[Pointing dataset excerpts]
▼▼▼
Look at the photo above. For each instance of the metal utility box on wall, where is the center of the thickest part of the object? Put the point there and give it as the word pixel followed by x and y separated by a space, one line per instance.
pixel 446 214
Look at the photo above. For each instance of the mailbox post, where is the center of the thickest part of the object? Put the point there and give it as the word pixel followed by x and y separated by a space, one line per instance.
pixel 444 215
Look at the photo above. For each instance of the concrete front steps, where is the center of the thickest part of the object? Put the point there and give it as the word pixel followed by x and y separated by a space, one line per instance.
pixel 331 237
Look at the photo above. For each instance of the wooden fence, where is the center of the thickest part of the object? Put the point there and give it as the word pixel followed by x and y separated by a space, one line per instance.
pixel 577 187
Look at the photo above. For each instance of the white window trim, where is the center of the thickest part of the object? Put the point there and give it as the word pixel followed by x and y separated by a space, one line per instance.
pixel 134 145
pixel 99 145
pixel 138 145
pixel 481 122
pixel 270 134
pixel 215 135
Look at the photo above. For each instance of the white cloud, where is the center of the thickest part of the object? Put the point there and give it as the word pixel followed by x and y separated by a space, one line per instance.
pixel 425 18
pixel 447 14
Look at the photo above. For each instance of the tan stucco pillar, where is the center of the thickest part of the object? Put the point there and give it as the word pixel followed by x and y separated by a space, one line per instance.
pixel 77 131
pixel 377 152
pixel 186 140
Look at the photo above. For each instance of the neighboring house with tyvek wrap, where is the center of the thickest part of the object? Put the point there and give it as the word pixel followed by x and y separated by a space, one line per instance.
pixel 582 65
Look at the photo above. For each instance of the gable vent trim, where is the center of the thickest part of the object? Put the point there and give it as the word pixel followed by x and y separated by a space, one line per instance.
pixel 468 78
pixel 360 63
▲▲▲
Swap "thickest" for "widest" in everything from the start of the data down to the line containing "pixel 577 187", and give those lines with nothing else changed.

Look at the photo above. For each instance of the metal utility box on wall, where is the center of the widest part of the object? Put the point there and give it as the word pixel followed by x and y separated by a space, one line per instance.
pixel 446 214
Look at the photo above. For each instance of the mailbox post, where is the center of the widest part of the object? Put the point there and give it as the word pixel followed by x and y separated by a space, one line per instance.
pixel 444 215
Look at the photo above. For each instance of the concrete front steps, where is the center of the widest part of the object? Put the point there and give it as the word pixel followed by x and y separated by a space, one line per instance.
pixel 331 237
Look at the photo above. For each instance of the wooden fence, where is the center of the widest part of the object? Put the point there and give it as the word pixel followed by x and y separated by a space, one line per instance.
pixel 577 187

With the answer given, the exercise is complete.